[Set exercise]
Reproduce exactly the lines beginning with the line that contains "For the trial run, indicate each instance of the small" and ending at the final line of the material below.

[Records]
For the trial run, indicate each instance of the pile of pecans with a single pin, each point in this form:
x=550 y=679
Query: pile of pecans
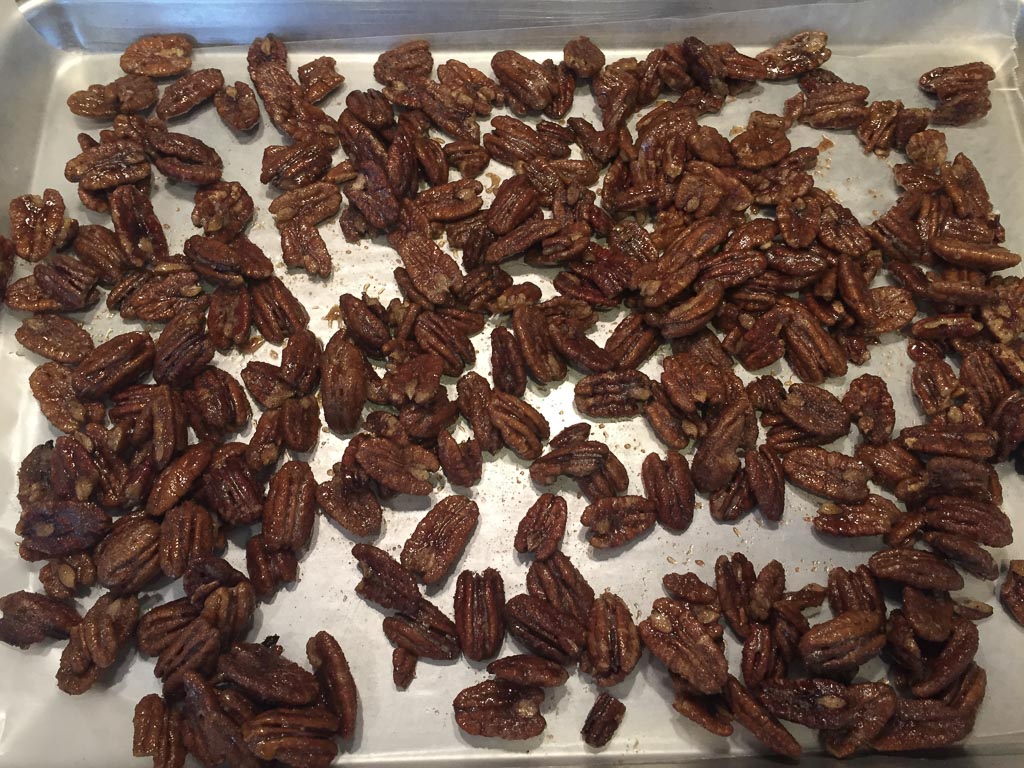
x=722 y=249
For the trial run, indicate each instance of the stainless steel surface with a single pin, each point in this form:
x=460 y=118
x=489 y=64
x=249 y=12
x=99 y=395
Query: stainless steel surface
x=41 y=726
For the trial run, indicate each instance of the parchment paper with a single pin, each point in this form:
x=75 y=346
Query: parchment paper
x=39 y=725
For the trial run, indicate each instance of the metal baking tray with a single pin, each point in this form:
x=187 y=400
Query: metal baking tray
x=49 y=48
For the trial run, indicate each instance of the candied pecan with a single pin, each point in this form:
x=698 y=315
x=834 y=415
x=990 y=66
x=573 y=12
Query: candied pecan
x=500 y=709
x=237 y=107
x=268 y=568
x=158 y=55
x=827 y=473
x=385 y=582
x=612 y=642
x=528 y=670
x=158 y=732
x=479 y=600
x=875 y=516
x=28 y=619
x=544 y=629
x=602 y=721
x=298 y=737
x=56 y=527
x=916 y=568
x=678 y=639
x=263 y=674
x=186 y=535
x=617 y=520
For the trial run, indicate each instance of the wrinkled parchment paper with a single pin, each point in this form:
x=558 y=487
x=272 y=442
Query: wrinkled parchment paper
x=885 y=46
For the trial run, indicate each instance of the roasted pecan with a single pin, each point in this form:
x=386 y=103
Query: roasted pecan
x=28 y=619
x=612 y=641
x=158 y=55
x=916 y=568
x=268 y=568
x=237 y=107
x=617 y=520
x=678 y=639
x=544 y=629
x=602 y=721
x=500 y=709
x=479 y=600
x=95 y=643
x=263 y=674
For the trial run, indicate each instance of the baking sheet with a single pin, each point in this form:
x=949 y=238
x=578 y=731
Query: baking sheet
x=41 y=726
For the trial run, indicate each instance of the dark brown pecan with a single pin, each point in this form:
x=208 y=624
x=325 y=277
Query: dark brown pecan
x=137 y=227
x=55 y=338
x=186 y=535
x=873 y=516
x=439 y=538
x=916 y=568
x=404 y=469
x=844 y=643
x=669 y=485
x=337 y=685
x=158 y=55
x=617 y=520
x=55 y=527
x=426 y=633
x=320 y=79
x=521 y=427
x=178 y=478
x=298 y=737
x=347 y=500
x=128 y=558
x=38 y=224
x=507 y=363
x=827 y=473
x=815 y=702
x=211 y=734
x=544 y=629
x=385 y=582
x=542 y=527
x=716 y=462
x=158 y=732
x=754 y=716
x=222 y=210
x=612 y=641
x=95 y=643
x=290 y=506
x=680 y=641
x=528 y=670
x=602 y=721
x=614 y=393
x=28 y=619
x=816 y=412
x=479 y=600
x=188 y=92
x=501 y=710
x=268 y=568
x=275 y=310
x=1012 y=591
x=264 y=675
x=558 y=582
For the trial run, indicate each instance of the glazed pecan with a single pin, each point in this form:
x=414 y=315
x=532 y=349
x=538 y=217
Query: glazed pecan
x=544 y=629
x=602 y=720
x=612 y=641
x=336 y=683
x=500 y=709
x=290 y=507
x=680 y=641
x=617 y=520
x=28 y=619
x=479 y=600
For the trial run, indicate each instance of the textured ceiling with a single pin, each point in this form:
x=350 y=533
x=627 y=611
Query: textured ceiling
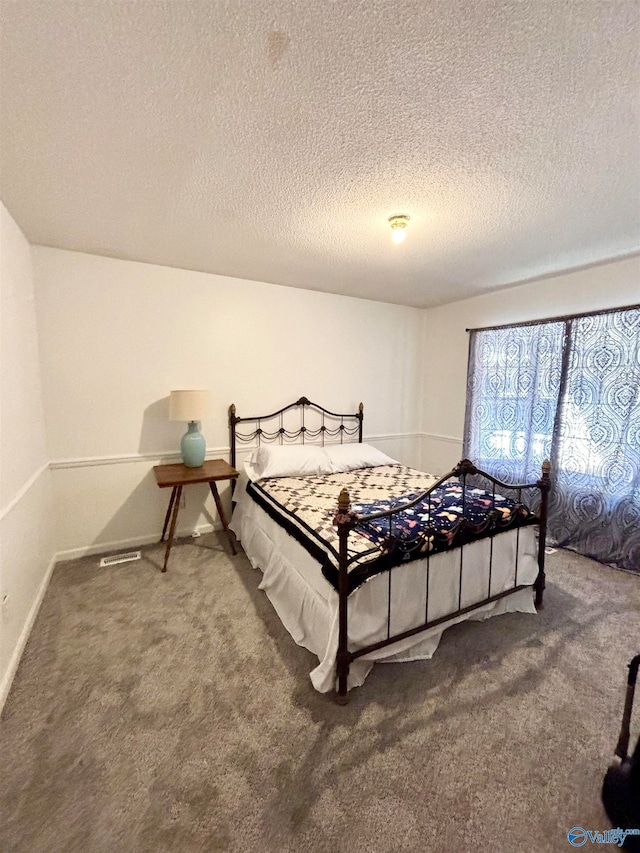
x=272 y=140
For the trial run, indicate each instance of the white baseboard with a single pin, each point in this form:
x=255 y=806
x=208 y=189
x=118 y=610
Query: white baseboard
x=120 y=544
x=7 y=678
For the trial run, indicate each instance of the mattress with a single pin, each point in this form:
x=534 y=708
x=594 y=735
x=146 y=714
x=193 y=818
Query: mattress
x=307 y=603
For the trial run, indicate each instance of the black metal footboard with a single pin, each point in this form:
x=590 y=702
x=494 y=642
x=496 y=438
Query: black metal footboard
x=346 y=521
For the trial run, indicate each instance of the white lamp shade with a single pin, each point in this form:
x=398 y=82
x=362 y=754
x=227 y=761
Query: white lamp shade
x=190 y=406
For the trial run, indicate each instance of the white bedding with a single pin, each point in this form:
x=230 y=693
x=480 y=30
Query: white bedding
x=307 y=604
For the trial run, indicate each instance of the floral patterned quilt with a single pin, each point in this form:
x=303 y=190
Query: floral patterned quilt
x=447 y=517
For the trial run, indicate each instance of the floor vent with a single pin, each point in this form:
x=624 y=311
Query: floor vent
x=120 y=558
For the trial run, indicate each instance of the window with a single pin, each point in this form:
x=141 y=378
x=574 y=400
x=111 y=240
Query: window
x=567 y=390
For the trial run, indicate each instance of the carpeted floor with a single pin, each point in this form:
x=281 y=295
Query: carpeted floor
x=173 y=712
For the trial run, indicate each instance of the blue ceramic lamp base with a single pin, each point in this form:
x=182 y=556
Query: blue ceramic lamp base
x=193 y=446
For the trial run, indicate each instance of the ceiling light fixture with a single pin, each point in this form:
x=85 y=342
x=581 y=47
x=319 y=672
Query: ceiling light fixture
x=398 y=225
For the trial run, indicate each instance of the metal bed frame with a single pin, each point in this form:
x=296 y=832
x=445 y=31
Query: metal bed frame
x=338 y=426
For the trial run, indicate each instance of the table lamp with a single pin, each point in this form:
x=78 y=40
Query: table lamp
x=191 y=406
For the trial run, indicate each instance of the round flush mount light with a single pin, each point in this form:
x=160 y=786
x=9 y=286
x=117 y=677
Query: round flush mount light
x=398 y=225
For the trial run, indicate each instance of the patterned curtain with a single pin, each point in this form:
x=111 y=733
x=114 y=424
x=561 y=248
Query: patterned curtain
x=512 y=397
x=595 y=506
x=570 y=392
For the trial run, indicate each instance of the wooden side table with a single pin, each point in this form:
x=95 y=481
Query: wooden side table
x=177 y=476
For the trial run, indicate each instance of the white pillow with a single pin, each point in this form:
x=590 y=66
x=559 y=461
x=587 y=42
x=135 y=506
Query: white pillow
x=346 y=457
x=296 y=460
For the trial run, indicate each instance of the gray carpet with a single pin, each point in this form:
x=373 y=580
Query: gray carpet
x=173 y=712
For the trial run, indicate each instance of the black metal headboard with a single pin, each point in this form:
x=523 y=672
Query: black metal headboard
x=330 y=425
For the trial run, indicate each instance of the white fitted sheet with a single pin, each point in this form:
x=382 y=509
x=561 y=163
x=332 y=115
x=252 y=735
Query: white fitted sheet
x=307 y=604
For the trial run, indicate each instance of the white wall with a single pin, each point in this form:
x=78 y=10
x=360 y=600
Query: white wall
x=444 y=391
x=26 y=536
x=117 y=336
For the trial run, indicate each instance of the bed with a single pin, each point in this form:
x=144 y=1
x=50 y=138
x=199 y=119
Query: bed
x=368 y=560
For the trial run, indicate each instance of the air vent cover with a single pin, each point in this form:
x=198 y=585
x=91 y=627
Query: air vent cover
x=120 y=558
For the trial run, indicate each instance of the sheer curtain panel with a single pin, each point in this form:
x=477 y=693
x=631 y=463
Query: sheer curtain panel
x=567 y=390
x=595 y=505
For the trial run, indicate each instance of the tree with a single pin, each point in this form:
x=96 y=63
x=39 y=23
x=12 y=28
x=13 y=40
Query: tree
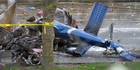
x=49 y=7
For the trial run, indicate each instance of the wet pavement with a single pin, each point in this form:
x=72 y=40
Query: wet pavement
x=124 y=16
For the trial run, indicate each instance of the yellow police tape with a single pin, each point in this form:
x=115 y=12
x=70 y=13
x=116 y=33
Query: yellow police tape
x=44 y=24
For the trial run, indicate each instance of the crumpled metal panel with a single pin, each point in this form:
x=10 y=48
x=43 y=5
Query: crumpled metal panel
x=96 y=18
x=8 y=15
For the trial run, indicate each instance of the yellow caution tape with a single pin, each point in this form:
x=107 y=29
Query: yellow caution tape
x=44 y=24
x=109 y=35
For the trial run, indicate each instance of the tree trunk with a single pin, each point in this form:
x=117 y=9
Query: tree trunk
x=49 y=7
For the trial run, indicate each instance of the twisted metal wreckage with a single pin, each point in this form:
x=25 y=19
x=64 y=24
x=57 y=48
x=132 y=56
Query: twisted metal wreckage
x=25 y=42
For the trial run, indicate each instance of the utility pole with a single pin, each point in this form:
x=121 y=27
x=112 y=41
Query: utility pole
x=49 y=7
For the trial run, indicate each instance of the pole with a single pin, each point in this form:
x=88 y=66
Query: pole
x=49 y=7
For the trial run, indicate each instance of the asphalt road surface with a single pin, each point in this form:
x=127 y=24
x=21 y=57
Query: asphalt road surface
x=124 y=16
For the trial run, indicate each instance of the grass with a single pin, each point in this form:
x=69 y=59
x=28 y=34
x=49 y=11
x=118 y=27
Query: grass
x=84 y=66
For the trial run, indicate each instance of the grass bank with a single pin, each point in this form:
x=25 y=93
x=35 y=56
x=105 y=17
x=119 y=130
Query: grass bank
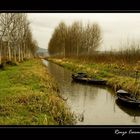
x=117 y=77
x=29 y=96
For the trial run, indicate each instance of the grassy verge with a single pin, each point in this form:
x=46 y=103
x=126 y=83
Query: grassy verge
x=117 y=77
x=29 y=96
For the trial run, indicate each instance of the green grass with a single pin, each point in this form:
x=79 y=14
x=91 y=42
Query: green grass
x=29 y=96
x=117 y=77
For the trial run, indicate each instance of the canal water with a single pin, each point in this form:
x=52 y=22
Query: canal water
x=95 y=105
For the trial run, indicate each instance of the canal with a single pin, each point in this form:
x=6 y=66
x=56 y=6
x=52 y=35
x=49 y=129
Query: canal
x=95 y=105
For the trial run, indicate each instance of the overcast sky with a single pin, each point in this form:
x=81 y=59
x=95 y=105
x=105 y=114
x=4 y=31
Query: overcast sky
x=117 y=28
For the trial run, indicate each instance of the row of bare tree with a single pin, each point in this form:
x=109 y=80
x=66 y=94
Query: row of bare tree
x=16 y=42
x=75 y=40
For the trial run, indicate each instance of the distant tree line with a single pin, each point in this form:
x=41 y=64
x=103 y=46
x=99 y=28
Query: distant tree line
x=75 y=40
x=16 y=42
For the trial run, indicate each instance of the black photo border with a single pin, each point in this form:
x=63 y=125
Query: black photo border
x=71 y=6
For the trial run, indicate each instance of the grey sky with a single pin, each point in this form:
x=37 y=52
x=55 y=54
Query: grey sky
x=116 y=28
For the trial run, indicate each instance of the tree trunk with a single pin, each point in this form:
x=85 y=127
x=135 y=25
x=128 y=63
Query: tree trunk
x=19 y=53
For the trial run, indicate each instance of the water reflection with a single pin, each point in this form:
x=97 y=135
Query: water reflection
x=97 y=105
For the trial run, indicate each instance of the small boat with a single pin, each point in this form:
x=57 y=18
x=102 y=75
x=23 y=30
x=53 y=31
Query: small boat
x=83 y=78
x=128 y=98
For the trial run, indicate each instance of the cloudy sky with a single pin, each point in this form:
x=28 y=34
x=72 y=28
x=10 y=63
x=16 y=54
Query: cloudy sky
x=117 y=28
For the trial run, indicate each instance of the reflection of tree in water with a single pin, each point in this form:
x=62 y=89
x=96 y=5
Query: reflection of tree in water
x=132 y=111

[Response to this task]
For the trial run, indicate each instance of the small boat with a single pin, each point in this form:
x=57 y=18
x=102 y=75
x=23 y=30
x=53 y=31
Query: small boat
x=83 y=78
x=128 y=98
For the trial run, indicate each instance of the cloudy sky with a single pin, each point in this form:
x=28 y=34
x=72 y=28
x=10 y=63
x=16 y=54
Query: cloudy sky
x=117 y=28
For the trial run, indicate each instance of the reflection of tree in water with a single pin, each point in this form:
x=62 y=89
x=96 y=5
Query: reflection of tree in water
x=132 y=111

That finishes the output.